>> BEGIN SELECTED TEXT

The present invention was described above with reference to embodiments thereof, but the present invention is not limited to the above embodiments, and various modifications that can be understood by a person skilled in the art may be implemented in relation to the configurations and details of the present invention within the scope of the present invention.
All or a part of the embodiments described above may be described as in the following notes, but the embodiments are not limited thereto.
(Note 1)
A charging control device including:
-
- a remaining charge acquisition unit that obtains a remaining charge of a rechargeable battery for an electric vehicle;
a lifespan information acquisition unit that obtains lifespan information expressing a degree of deterioration of the rechargeable battery;
an environmental information acquisition unit that obtains information indicating a peripheral temperature of the electric vehicle; and
a charging plan updating unit that creates a charging plan including a target remaining charge of the rechargeable battery and a charging process up to achievement of the target remaining charge,
wherein the charging plan updating unit determines whether or not to create the charging plan in consideration of the deterioration of the rechargeable battery on the basis of the lifespan information, and
after determining to take the deterioration of the rechargeable battery into consideration, creates the charging plan such that when the temperature is equal to or higher than a predetermined value, the remaining charge of the rechargeable battery is maintained at or below a predetermined value for as long as possible during a charging period.
(Note 2)
The charging control device according to Note 1, further including a use start time prediction unit that predicts a use start time of the electric vehicle,
wherein, when the charging plan updating unit determines to take the deterioration of the rechargeable battery into consideration and the temperature is equal to or higher than the predetermined value, the charging plan updating unit calculates a charging start time from a charging time required for the rechargeable battery to reach the target remaining charge so that charging is completed exactly at the use start time, and creates the charging plan such that charging is not performed until the charging start time.
(Note 3)
The charging control device according to Note 1 or 2, wherein when taking the deterioration of the rechargeable battery into consideration, the charging plan updating unit creates the charging plan so that variation in the remaining charge per unit time during the charging period does not exceed a predetermined threshold.
(Note 4)
The charging control device according to any of Notes 1 to 3, further including a power consumption prediction unit that predicts a power amount to be consumed by the electric vehicle during a following journey,
wherein the charging plan updating unit determines the target remaining charge on the basis of the predicted power amount.
(Note 5)
The charging control device according to any of Notes 1 to 4, wherein the charging plan updating unit creates charging plans for a plurality of rechargeable batteries,
creates a resource plan including a relationship between time and a power amount required to execute the charging plans of the respective rechargeable batteries, and
when the created resource plan exceeds a usable power amount, corrects the resource plan and recreates charging plans of the respective rechargeable batteries in accordance with the corrected resource plan.

>> END SELECTED TEXT

Rewrite the charging control text from "The charging control device according to Note 1, further" down to "charging start time.", swapping "use start time" for "departure time" everywhere it occurs.

>> BEGIN LISTED ENTRIES

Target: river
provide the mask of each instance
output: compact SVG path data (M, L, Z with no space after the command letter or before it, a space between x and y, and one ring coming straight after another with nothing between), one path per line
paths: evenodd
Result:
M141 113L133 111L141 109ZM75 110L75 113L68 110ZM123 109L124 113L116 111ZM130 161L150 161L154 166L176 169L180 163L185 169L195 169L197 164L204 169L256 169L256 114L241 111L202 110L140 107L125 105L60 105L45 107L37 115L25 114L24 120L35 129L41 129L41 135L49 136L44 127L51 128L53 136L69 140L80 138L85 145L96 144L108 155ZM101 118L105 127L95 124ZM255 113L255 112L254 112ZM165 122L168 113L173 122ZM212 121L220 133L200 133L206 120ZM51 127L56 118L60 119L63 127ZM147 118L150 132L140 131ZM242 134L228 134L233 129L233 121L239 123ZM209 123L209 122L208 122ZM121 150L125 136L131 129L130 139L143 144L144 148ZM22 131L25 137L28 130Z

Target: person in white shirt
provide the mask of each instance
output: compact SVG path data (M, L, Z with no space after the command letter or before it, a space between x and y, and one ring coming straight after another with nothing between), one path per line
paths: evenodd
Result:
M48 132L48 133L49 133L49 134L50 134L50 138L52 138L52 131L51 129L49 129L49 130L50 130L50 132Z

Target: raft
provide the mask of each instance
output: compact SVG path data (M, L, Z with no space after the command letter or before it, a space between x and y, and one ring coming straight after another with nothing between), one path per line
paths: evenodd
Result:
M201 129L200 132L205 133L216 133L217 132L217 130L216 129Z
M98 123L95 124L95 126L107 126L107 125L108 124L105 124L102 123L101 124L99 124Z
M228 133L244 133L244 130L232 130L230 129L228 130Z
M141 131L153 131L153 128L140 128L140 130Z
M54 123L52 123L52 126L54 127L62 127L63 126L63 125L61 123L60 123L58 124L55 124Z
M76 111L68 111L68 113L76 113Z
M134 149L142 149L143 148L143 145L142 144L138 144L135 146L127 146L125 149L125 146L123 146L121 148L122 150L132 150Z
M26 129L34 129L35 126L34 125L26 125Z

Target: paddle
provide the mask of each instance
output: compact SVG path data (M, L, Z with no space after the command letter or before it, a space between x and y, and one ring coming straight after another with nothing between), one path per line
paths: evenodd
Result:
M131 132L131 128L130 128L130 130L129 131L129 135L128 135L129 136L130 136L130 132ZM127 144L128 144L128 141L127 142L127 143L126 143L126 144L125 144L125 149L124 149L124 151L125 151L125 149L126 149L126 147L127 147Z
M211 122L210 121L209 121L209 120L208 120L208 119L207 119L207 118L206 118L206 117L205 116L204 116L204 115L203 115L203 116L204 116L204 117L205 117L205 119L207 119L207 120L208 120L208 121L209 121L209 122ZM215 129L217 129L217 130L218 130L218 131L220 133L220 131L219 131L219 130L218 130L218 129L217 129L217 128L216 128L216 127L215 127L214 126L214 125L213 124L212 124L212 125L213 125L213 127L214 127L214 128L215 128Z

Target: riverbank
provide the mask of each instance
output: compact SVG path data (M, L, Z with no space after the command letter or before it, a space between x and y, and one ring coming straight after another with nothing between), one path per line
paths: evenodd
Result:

>> END LISTED ENTRIES

* **COMPLETE OUTPUT**:
The charging control device according to Note 1, further including a departure time prediction unit that predicts a departure time of the electric vehicle,
wherein, when the charging plan updating unit determines to take the deterioration of the rechargeable battery into consideration and the temperature is equal to or higher than the predetermined value, the charging plan updating unit calculates a charging start time from a charging time required for the rechargeable battery to reach the target remaining charge so that charging is completed exactly at the departure time, and creates the charging plan such that charging is not performed until the charging start time.